— Start —
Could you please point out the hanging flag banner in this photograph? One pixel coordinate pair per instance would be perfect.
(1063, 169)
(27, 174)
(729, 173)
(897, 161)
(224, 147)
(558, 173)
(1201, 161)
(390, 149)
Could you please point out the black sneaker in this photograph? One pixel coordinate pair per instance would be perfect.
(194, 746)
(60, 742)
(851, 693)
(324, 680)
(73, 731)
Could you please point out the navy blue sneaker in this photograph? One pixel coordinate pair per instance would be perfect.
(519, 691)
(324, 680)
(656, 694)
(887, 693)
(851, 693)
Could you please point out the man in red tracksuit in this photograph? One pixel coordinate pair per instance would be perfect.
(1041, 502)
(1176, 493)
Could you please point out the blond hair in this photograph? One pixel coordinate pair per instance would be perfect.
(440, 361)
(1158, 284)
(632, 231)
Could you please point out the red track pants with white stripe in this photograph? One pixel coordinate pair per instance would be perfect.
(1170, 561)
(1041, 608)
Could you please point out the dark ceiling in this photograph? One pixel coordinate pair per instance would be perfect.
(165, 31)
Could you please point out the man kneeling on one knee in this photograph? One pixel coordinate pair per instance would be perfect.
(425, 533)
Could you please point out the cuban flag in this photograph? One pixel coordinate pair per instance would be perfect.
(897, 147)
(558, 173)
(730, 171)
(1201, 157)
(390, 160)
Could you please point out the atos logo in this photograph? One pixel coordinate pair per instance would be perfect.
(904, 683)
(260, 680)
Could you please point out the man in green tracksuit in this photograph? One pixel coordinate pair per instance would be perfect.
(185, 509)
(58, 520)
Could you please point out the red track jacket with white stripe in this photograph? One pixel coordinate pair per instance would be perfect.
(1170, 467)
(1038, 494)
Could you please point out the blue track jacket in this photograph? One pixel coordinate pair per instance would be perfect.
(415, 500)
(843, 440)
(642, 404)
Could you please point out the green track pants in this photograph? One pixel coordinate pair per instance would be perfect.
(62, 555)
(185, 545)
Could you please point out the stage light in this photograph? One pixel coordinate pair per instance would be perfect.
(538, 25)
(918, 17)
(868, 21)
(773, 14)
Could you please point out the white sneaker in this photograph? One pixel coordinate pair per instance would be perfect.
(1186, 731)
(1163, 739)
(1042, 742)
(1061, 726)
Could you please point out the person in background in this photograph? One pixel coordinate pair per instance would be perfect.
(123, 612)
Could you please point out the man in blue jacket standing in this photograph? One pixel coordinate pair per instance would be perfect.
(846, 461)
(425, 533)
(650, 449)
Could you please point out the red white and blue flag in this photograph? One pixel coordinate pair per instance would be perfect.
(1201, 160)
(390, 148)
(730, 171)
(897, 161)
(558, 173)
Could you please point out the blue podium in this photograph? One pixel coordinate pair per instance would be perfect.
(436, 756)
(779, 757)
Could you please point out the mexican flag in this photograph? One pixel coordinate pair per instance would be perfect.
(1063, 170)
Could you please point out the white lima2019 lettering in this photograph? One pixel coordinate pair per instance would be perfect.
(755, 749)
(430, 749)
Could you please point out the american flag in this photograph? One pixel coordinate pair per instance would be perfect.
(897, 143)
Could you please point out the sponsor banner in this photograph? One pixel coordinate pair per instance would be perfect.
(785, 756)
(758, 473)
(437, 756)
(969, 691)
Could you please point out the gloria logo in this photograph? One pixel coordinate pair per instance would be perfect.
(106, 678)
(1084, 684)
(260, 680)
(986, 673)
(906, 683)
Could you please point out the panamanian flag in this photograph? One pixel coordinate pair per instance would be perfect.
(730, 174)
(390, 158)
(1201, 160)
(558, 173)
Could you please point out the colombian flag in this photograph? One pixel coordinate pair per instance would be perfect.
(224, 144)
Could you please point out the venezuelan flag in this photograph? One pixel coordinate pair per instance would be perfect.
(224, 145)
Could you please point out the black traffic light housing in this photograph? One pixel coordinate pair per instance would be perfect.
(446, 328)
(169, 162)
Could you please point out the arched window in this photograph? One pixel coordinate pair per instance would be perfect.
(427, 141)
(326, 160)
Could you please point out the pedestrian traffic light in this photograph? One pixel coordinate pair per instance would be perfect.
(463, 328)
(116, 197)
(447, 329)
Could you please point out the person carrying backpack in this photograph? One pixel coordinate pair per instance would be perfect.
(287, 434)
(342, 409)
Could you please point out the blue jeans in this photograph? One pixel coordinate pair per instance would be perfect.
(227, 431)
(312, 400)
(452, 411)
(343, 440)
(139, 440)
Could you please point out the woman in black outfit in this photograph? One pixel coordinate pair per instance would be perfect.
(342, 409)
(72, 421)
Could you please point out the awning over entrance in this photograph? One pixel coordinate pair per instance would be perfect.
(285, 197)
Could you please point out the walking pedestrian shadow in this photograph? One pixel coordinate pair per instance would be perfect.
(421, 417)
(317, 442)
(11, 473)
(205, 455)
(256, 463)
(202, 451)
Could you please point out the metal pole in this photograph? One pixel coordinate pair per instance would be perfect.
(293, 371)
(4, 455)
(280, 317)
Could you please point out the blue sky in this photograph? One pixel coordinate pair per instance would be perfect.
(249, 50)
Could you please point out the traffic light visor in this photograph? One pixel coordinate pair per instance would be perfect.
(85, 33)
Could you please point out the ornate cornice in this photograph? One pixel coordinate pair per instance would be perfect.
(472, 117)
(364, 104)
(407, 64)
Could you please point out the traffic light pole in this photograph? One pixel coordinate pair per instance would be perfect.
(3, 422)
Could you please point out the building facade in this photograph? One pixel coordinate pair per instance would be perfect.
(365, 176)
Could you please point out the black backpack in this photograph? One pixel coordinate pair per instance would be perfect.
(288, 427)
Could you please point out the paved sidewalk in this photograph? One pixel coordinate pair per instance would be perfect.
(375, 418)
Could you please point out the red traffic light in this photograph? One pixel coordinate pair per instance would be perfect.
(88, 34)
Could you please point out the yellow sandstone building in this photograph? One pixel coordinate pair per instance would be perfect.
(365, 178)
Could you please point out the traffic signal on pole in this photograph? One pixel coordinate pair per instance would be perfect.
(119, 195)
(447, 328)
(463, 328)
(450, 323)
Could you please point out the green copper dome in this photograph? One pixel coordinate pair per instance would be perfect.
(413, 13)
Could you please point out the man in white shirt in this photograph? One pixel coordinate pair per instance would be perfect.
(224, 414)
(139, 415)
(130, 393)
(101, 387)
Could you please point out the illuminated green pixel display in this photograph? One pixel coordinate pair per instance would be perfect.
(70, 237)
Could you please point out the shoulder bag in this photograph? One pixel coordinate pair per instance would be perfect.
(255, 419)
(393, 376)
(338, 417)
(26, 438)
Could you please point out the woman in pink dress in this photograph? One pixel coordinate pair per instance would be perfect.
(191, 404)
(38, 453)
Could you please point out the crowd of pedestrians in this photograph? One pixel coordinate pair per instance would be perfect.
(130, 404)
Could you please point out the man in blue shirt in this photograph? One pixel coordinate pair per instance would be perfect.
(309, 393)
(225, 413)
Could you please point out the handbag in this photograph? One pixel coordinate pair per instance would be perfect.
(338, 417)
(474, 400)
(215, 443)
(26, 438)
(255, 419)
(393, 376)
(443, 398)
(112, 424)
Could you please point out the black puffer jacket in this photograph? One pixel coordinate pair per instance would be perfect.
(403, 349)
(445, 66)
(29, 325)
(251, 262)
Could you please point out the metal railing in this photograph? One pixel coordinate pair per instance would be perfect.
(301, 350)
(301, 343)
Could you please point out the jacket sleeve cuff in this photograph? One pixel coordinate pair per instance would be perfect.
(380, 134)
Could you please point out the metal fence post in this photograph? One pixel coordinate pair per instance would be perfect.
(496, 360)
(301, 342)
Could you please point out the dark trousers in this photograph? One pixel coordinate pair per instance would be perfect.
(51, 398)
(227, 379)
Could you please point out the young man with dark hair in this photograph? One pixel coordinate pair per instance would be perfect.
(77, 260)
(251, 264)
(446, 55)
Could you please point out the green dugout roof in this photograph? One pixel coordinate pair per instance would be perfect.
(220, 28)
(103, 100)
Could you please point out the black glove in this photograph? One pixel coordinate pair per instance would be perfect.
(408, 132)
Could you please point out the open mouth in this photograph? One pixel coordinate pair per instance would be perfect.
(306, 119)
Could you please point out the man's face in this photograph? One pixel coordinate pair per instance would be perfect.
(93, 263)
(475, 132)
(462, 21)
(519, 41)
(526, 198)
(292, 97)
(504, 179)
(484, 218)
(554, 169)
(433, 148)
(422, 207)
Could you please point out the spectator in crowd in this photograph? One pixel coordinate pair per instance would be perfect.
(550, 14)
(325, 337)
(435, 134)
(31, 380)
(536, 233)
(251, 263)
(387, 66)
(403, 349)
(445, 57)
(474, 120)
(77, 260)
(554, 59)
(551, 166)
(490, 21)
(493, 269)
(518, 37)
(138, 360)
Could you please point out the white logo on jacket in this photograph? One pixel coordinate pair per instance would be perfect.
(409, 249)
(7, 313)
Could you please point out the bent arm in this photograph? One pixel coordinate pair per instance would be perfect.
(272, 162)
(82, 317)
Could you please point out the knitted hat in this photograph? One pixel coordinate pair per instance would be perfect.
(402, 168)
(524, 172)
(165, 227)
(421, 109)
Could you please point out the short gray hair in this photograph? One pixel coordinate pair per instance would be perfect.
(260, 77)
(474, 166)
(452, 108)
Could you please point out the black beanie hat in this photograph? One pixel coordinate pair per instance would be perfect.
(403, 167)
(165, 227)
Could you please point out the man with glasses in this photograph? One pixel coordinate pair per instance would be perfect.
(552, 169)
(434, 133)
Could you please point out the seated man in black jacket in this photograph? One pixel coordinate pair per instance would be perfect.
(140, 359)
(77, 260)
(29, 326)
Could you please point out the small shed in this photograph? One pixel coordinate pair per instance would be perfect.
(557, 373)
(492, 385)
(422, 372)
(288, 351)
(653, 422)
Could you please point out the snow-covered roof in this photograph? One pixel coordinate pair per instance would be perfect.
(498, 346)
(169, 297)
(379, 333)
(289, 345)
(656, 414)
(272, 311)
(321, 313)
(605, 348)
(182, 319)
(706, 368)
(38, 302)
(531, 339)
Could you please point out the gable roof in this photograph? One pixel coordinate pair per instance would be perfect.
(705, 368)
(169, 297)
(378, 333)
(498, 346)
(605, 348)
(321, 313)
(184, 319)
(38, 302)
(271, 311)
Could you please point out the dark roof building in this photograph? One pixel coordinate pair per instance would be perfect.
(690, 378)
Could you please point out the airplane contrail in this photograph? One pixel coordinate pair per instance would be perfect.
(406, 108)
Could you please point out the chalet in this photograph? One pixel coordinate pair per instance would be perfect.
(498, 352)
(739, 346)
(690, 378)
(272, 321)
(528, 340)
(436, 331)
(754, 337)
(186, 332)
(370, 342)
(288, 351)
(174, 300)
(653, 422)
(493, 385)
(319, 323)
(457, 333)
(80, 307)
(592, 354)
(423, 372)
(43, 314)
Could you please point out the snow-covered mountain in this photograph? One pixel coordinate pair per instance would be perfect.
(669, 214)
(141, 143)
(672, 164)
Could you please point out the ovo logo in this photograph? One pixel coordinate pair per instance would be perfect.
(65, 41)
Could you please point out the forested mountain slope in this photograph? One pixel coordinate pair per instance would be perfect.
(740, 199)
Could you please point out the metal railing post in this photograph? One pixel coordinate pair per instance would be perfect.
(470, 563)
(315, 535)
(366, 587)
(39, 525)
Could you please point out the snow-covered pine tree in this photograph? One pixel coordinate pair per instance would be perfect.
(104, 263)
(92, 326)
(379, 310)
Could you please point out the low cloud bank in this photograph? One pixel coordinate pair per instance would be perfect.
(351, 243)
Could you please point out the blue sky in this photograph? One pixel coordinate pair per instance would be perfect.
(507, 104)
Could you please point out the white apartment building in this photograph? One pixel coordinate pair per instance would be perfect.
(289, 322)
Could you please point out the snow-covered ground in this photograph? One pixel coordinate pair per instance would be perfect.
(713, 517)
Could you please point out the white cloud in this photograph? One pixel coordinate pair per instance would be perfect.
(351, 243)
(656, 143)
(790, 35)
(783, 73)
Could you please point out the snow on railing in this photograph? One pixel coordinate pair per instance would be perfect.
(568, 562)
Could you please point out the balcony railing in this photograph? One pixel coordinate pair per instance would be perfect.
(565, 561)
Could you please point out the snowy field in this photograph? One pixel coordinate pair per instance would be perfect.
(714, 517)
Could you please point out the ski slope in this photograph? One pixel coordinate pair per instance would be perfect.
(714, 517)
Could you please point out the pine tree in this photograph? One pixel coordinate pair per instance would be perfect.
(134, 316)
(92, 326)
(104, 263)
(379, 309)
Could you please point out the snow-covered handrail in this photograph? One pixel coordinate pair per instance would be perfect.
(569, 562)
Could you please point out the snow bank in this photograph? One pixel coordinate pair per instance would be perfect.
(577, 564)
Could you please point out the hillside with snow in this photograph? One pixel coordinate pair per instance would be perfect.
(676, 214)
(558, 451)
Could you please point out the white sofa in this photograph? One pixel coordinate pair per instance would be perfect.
— End —
◆ Problem to solve
Please present the entries above as a numbered list, from the first line up to and including the line with "(1038, 494)", leaving out any blank lines.

◆ Response to the task
1. Could you please point out the hanging flag banner in this photograph? One pixel coordinate pair per instance would be perfect.
2. (1063, 169)
3. (27, 174)
4. (729, 173)
5. (897, 161)
6. (224, 147)
7. (558, 173)
8. (1201, 161)
9. (390, 149)
10. Could you please point out the black sneaker in this photograph? One pixel coordinate pair per instance would be perfect.
11. (194, 746)
12. (60, 742)
13. (851, 693)
14. (324, 680)
15. (73, 731)
16. Could you please point out the navy blue sneaker in this photograph? One pixel coordinate pair per instance would be perfect.
17. (519, 691)
18. (324, 680)
19. (656, 694)
20. (887, 693)
21. (851, 693)
22. Could you please point out the man in red tracksuit in this photograph? One pixel coordinate pair per instance would be perfect.
23. (1041, 502)
24. (1176, 493)
25. Could you please point out the blond hair in this photograph? One pixel coordinate pair per instance would be perfect.
26. (440, 361)
27. (1158, 284)
28. (632, 231)
29. Could you please point out the red track pants with white stripe in this photograph? One pixel coordinate pair per instance would be perfect.
30. (1170, 561)
31. (1041, 608)
32. Could you please point out the dark ceiling in this photograph? One pixel coordinate pair per instance would be perfect.
33. (165, 31)
34. Could you please point out the man kneeling on one knee in this photograph? One pixel coordinate pair per instance would be perfect.
35. (425, 533)
36. Could you please point out the cuban flag in this photograph? One pixel coordinate pair per instance would be perfect.
37. (897, 147)
38. (558, 173)
39. (730, 171)
40. (1201, 157)
41. (390, 160)
42. Could you please point out the atos logo in this photograph? One pixel coordinate pair per instance would be perfect.
43. (904, 683)
44. (260, 680)
45. Could you please point out the man in green tracksuit in this photograph? One pixel coordinate pair per instance would be perfect.
46. (185, 509)
47. (58, 520)
48. Could you please point out the red track jacket with white stripe in this photograph? One pixel coordinate pair per instance would be perfect.
49. (1170, 467)
50. (1038, 494)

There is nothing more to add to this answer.